#### [WRITTEN REQUEST]
Continue the Nutch bug report from the point where it stops.

Vyacheslav Pascarel created NUTCH-2395:
------------------------------------------

             Summary: Cannot run job worker! - error while running multiple 
crawling jobs in parallel
                 Key: NUTCH-2395
                 URL: https://issues.apache.org/jira/browse/NUTCH-2395
             Project: Nutch
          Issue Type: Bug
          Components: nutch server
    Affects Versions: 2.3.1
         Environment: Ubuntu 16.04 64-bit
Oracle Java 8 64-bit
Nutch 2.3.1 (standalone deployment)
MongoDB 3.4

            Reporter: Vyacheslav Pascarel


Cannot run job worker! - error while running multiple crawling jobs in parallel



Ubuntu 16.04 64-bit
Oracle Java 8 64-bit
Nutch 2.3.1 (standalone deployment)
MongoDB 3.4



My application is trying to execute multiple Nutch jobs in parallel using Nutch 
REST services. The application injects a seed URL and then repeats 
GENERATE/FETCH/PARSE/UPDATEDB sequence requested number of times to emulated 
continuous crawling (each step in the sequence is executed upon successful 
competition of the previous step then the whole sequence is repeated again). 
Here is a brief description of the jobs:
* Number of parallel jobs: 7
* Each job has unique crawl id and MongoDB collection
* Seed URL for all jobs: http://www.cnn.com
* Regex URL filters for all jobs: 
** *"-^.\{1000,\}$"* - exclude very long URLs
** *"+."* - include the rest

The jobs are started as expected but at some point some of them fail with 
"Cannot run job worker!" error. For more details see job status and hadoop.log 
lines below.

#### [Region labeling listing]
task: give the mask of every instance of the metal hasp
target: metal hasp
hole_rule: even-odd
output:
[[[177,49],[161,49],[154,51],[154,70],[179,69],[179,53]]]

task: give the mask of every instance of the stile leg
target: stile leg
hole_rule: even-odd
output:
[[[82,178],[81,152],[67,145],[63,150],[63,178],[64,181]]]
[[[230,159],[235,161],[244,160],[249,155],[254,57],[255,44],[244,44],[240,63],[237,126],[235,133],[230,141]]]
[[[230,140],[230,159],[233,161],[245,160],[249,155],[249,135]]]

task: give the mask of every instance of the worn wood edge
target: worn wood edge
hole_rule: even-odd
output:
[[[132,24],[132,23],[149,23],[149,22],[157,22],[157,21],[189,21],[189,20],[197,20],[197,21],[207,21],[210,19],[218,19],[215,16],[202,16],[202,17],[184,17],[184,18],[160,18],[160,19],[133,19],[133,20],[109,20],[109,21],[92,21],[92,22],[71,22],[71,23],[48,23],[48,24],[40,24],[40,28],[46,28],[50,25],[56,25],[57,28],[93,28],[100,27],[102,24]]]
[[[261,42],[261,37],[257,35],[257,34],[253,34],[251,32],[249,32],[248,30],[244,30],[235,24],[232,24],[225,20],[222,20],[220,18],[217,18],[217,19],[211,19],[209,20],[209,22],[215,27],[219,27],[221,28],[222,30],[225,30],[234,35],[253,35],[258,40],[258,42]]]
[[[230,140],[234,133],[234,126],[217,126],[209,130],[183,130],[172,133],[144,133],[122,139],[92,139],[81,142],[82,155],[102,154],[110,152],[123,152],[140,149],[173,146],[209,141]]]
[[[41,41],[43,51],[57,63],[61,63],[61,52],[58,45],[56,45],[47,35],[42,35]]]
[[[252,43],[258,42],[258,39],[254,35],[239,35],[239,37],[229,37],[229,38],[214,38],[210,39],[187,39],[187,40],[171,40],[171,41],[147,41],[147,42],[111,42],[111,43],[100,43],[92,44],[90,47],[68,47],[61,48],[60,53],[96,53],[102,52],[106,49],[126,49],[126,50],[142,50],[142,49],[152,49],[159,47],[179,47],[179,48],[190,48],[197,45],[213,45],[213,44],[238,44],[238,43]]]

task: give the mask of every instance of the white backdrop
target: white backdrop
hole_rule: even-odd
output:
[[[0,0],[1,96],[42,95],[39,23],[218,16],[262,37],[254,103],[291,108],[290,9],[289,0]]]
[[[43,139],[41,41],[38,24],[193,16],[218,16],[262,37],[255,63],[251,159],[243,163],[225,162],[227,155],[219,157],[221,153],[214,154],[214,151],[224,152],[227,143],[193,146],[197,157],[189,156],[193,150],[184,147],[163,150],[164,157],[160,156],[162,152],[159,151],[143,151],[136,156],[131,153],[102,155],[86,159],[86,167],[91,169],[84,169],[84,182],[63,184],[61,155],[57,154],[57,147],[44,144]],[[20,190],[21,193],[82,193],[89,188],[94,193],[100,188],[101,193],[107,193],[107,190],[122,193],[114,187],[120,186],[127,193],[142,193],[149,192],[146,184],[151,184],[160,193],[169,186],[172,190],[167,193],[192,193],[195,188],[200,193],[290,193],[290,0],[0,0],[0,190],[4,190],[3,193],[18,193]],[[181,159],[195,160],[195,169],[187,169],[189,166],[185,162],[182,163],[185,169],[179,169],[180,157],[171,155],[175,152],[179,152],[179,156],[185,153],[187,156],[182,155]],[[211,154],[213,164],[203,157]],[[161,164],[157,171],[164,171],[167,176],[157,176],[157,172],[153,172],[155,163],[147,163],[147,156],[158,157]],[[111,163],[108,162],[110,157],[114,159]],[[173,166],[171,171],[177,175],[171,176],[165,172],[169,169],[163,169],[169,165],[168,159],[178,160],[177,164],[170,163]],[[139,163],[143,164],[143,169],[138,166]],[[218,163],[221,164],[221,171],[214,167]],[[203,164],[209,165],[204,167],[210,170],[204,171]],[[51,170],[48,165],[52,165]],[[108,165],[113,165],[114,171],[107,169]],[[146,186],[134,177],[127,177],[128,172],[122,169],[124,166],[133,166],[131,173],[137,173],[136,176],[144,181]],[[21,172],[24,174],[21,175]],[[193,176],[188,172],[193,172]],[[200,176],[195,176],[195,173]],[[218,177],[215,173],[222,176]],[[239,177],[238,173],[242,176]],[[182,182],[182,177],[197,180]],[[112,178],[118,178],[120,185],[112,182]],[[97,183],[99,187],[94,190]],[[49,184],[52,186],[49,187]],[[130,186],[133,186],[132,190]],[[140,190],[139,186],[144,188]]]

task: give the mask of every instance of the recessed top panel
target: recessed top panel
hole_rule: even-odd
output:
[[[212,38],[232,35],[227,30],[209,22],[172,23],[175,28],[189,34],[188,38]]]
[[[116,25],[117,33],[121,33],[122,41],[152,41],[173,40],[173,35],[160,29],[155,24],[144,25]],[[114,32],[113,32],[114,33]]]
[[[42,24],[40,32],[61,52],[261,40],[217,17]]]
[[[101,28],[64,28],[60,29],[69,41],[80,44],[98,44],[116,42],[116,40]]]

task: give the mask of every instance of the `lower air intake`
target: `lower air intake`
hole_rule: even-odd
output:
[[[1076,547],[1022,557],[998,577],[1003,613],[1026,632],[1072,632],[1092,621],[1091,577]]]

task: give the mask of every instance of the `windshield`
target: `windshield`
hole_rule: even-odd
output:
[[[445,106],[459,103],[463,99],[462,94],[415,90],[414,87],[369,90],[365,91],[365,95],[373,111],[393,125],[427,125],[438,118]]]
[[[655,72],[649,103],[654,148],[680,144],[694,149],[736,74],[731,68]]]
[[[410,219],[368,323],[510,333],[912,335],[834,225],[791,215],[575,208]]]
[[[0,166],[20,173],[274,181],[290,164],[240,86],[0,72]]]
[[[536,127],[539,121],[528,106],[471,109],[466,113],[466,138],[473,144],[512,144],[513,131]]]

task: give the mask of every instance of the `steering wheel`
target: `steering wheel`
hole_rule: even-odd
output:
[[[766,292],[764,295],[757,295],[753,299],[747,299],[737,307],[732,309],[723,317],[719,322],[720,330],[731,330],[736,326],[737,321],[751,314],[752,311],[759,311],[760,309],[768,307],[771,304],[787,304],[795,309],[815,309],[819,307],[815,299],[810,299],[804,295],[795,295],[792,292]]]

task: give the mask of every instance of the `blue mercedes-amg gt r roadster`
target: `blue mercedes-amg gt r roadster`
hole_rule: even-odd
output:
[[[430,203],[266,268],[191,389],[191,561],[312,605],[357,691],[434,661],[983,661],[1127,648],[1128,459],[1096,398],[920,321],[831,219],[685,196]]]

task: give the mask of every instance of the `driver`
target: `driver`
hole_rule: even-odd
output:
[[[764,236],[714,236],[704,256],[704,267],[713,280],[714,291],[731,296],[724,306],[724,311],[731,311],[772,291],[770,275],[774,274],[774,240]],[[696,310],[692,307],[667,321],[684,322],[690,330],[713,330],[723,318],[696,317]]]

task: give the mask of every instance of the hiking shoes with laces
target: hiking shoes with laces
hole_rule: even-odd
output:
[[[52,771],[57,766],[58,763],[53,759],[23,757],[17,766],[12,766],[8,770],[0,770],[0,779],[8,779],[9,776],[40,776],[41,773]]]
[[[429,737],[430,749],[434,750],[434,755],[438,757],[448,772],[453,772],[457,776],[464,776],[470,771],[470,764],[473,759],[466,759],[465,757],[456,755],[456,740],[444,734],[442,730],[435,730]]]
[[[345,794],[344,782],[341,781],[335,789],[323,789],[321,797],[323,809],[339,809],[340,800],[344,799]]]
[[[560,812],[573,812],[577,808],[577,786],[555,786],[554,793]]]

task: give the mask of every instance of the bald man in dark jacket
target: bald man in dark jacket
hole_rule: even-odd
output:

#### [REPLY]
In debugger during crash I noticed that a single instance of 
SelectorEntryComparator (definition is nested in GeneratorJob) is shared across 
multiple reducer tasks. The class is inherited from 
org.apache.hadoop.io.WritableComparator which has a few members unprotected for 
concurrent usage. At some point multiple threads may access those members in 
WritableComparator.compare call. I modified SelectorEntryComparator and it 
seems solved the problem but I am not sure if the change is appropriate and/or 
sufficient (covers GENERATE only?)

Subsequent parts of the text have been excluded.